# TEXTO:
* * * * * * * * *

Todos vocês vibraram com a prisão do ex-governador de São Paulo durante a ditadura e depois dirigente, tantos anos, da CBF, José Maria Marin, ligado à gente fina do futebol brasileiro, como Ricardo Teixeira e o belga-brasileiro João Havelange, da FIFA.
E todos vocês continuaram a vibrar quando, depois de quase vinte anos de denúncias, a Justiça americana conseguiu, graças a delações premiadas (inclusive do brasileiro José Hawilla, proprietário da Traffic) conjugadas com investigações do Ministério Público suíço, interessado na maneira como foram escolhidos a Rússia e o Qatar para as Copas do Mundo de 2018 e 2022, pegar sete de 14 indiciados em corrupção e fraude na direção de federações latinas de futebol e na organização das Copas das Américas.
Será que todos vocês vibraram mesmo com essas notícias?
Não, muitos de meus “companheiros de esquerda” não vibraram com isso, mas festejaram, isso sim, a quarta reeleição para um quinto mandato do dirigente da FIFA, Joseph Sepp Blatter. E sem medo de reeditarem o novo Festival de Besteira que Assola o País, publicaram nos seus sites e blogs umas explicações tão absurdas que só podem tirar credibilidade a esquerda se continuarem a circular.

* * * * * * * * *

# EXERCÍCIO A:
Segundo o texto sobre a corrupção no futebol, quem era o proprietário da Traffic?
# EXERCÍCIO B:
Por favor, prossiga o texto sobre a corrupção no futebol a partir da última frase apresentada.

* * * * * * * * *

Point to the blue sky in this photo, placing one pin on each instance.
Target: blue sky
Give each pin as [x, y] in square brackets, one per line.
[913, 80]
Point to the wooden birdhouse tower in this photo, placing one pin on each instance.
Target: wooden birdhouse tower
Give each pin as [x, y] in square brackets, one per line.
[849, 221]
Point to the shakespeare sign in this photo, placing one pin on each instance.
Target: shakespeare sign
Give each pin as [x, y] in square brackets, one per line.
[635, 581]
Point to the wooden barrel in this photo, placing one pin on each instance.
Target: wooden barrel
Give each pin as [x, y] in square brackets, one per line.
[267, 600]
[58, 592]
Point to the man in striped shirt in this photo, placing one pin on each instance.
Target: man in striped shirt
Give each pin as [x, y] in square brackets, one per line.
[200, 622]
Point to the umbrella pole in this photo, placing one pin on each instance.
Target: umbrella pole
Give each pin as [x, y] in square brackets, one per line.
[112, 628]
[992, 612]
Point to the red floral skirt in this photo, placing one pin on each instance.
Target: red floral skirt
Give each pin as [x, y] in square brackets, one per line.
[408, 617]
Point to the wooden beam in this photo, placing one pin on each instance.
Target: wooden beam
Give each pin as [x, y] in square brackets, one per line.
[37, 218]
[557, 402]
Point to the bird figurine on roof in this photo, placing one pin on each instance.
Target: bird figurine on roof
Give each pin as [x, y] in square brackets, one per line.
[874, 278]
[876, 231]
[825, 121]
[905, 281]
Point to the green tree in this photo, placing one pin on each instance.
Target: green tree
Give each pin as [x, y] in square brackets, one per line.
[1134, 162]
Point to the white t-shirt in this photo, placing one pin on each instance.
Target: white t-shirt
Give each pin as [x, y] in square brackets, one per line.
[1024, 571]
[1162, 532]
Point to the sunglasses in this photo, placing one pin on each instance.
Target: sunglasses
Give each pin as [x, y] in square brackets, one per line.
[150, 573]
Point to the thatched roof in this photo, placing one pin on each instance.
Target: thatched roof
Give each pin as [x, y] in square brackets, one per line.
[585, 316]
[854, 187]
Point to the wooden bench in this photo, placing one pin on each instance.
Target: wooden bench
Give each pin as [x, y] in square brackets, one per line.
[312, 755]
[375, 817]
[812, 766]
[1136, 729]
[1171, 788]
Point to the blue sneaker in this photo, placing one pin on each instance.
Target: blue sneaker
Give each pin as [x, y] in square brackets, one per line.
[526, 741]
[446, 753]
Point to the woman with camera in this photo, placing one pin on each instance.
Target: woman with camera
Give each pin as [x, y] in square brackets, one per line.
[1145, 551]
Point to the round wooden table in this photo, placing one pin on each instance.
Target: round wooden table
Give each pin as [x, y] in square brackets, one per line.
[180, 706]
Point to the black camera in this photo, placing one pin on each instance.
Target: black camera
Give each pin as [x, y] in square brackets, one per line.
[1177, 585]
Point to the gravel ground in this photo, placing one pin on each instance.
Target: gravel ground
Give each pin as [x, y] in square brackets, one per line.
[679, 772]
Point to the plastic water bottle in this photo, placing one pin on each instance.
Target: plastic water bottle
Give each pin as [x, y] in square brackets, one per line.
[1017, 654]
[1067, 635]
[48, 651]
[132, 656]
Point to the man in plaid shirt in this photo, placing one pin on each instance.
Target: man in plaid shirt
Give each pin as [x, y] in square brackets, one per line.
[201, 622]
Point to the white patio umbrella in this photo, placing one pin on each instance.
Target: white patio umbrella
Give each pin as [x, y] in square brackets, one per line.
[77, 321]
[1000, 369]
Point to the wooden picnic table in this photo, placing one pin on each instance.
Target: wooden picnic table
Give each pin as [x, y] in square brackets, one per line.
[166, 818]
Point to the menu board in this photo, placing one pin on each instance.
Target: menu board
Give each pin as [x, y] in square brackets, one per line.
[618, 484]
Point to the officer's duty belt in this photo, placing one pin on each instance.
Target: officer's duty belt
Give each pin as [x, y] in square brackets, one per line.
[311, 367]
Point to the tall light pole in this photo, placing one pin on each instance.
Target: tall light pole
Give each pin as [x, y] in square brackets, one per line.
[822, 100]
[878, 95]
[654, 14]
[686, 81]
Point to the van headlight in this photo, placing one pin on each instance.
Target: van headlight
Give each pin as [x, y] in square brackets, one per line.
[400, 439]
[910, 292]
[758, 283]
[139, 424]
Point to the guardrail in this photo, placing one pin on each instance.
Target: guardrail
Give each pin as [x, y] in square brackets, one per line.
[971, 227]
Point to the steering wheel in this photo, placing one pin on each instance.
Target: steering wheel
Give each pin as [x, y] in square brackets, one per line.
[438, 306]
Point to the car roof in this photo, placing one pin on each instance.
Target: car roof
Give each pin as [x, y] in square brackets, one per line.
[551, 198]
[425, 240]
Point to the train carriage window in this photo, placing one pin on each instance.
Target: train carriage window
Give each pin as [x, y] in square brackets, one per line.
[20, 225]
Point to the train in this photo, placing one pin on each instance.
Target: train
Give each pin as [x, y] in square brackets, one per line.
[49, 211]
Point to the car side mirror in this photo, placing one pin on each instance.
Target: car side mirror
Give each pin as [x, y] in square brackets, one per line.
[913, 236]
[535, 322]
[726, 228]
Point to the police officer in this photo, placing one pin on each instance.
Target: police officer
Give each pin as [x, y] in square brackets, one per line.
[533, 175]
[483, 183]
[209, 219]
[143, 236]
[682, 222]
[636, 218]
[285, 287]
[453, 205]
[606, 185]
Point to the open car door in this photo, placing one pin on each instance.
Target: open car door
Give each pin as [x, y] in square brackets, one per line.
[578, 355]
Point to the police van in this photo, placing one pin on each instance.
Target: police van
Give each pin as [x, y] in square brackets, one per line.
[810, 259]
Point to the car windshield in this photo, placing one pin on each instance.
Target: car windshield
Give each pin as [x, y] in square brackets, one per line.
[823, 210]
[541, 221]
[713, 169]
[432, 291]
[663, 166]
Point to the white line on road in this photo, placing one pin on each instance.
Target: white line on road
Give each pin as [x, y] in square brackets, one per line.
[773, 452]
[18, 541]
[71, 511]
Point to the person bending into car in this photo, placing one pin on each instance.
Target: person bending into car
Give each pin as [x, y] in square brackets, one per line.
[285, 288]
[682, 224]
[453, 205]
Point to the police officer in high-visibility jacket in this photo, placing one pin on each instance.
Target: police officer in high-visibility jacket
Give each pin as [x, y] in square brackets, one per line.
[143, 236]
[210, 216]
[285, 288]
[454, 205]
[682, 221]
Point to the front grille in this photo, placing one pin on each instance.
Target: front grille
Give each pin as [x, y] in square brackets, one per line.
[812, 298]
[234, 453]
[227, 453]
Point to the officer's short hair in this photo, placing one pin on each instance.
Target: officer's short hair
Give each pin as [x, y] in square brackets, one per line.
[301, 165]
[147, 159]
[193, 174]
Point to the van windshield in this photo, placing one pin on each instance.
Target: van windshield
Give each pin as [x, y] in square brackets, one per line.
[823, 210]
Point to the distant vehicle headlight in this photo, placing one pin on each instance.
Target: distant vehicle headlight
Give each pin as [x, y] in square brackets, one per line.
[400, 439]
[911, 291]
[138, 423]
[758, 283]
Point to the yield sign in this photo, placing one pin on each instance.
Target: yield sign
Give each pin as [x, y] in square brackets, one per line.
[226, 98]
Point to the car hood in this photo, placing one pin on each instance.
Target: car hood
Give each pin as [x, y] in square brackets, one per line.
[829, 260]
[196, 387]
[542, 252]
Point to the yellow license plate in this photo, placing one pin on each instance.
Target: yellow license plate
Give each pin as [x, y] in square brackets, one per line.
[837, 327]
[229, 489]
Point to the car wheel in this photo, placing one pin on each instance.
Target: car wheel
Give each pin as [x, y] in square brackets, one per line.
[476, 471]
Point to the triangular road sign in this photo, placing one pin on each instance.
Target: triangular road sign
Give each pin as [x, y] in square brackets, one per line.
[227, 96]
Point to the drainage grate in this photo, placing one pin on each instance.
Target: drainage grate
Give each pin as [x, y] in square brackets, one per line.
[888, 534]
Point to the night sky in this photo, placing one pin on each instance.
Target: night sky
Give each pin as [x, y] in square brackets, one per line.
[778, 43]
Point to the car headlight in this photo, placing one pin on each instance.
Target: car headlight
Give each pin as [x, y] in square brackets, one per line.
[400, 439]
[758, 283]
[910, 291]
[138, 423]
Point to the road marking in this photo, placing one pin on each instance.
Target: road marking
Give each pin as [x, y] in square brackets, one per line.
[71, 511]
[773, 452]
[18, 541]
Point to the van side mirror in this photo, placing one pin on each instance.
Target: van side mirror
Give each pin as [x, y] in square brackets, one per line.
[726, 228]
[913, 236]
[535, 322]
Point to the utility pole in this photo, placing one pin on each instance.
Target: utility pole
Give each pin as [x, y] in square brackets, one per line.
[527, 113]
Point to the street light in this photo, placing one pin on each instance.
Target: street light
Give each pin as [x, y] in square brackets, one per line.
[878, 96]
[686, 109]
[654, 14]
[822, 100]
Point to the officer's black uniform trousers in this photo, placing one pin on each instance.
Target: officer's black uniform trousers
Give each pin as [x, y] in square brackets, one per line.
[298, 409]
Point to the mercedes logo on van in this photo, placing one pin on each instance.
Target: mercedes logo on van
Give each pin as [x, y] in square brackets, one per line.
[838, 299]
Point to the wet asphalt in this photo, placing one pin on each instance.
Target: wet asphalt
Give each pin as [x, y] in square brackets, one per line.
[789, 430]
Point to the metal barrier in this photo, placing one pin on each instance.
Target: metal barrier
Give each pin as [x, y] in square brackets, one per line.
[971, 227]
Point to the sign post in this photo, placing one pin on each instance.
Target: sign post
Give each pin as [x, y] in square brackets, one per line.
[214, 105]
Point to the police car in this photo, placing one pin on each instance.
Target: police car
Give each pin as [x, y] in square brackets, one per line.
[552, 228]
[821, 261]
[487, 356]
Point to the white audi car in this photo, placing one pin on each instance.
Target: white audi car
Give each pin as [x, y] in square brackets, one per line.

* * * * * * * * *

# RESPOSTA A:
O brasileiro José Hawilla.

# RESPOSTA B:
Assim, o dirigente da FIFA, “que não seria tão corrupto como se pensava mesmo porque ninguém consegue acabar com a corrupção”, teria sido vítima do ódio americano por ter dado a próxima Copa do Mundo à Rússia e a de 2022 ao Qatar, e não aos Estados Unidos. E esse ódio teria mobilizado o FBI, a CIA e a juíza negra e secretária da Justiça, Loretta Linch.
Ora, todo mundo sabe que o futebol ou o soccer, como eles dizem, não é o esporte nacional americano e que, há uns 30 anos, foi alvo de bastante publicidade nos States feita pela própria FIFA com o apoio do Pelé no clube Cosmos, para o futebol se tornar um “produto” nos EUA e participar das competições internacionais.
Esporte nacional americano é o beisebol. Em outras palavras, argumento furado.
A outra é a de que os EUA teriam provocado essa intervenção na FIFA para impedir a votação da expulsão de Israel da FIFA! Para os amiguinhos curtidores das teorias de complô, essa é realmente bem fraquinha. Entretanto, isso não impediu que tenha sido publicado esse besteirol e, provavelmente, alguns ingênuos acreditaram pois circulou entre blogueiros.
Camaradagem suspeita
Esse tipo de ativismo é prejudicial para a esquerda porque cria o descrédito, espalha a impressão de que os pensadores da esquerda são uns espalhadores de boatos furados e imbecis. Por favor, se você recebeu uma dessas besteiras, não espalhe, não redistribua, ela nos compromete.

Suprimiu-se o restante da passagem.